Cognitive computing is transforming the way we perceive the world. Today, applications of cognitive computing rely on machine learning models that are trained in the cloud and inference requests are made in real-time using end-user edge devices. This, thus far, has largely been the way that cognitive services are deployed. However, concerns over security, privacy, network connectivity etc. are sparking a paradigm shift in cognitive computing. Interest is rapidly growing in deploying training and inference engines at the edge, which in and of itself is evolving at an astounding pace.
Bringing cognitive computing to the edge devices opens up several new opportunities and challenges for researchers. Edge devices are short on resources, such as power, networking, storage, compute etc. Therefore, cognitive edge computing requires us to understand the issues and discover novel solutions.

*EXTRACTED ENTRIES*.
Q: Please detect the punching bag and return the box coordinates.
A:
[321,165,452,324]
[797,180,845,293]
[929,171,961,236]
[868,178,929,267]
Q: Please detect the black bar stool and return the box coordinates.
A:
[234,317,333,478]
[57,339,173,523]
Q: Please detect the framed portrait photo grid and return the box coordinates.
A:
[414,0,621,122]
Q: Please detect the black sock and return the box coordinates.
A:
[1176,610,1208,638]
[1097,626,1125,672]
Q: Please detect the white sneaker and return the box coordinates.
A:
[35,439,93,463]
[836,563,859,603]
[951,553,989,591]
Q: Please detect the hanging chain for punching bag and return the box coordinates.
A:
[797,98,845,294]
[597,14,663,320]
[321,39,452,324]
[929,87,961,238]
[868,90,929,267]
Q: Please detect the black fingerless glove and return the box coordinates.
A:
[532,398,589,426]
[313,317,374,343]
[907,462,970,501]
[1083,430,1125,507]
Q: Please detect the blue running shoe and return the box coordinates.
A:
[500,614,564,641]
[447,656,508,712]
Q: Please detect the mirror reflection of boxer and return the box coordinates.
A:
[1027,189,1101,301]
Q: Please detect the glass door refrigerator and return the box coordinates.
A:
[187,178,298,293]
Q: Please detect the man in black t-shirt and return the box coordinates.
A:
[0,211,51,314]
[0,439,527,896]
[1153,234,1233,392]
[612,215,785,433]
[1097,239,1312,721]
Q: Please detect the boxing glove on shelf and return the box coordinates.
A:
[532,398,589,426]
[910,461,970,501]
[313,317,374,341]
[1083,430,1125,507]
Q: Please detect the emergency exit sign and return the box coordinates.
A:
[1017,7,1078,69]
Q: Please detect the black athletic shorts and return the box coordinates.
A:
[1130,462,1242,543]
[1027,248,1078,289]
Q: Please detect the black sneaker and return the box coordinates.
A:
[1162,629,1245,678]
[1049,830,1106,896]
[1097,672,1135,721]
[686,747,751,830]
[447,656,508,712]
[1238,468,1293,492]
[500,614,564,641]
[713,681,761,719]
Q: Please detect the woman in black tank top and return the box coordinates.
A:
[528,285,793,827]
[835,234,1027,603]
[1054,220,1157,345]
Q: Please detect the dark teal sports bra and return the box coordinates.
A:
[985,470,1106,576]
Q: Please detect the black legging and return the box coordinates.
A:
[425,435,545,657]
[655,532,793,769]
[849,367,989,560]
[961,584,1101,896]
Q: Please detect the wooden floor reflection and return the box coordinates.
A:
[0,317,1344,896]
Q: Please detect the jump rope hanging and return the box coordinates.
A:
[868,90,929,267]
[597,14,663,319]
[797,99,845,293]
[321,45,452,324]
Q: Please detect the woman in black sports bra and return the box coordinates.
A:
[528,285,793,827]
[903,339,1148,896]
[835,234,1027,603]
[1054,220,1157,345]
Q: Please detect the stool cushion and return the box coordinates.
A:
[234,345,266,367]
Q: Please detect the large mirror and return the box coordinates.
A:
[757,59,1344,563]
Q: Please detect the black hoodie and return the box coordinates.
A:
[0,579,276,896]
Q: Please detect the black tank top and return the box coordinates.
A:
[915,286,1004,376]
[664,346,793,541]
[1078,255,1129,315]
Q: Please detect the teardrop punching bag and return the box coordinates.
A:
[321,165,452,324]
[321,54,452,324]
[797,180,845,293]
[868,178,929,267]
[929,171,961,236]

*TASK STATEMENT*.
According to the passage on cognitive edge computing, what is prompting the shift toward running training and inference at the edge? Answer in one to three sentences.

*FINISHED TASK*.
Concerns over security, privacy, network connectivity and similar issues are sparking the shift. Until now, cognitive services have mostly relied on models trained in the cloud, with end-user edge devices making real-time inference requests.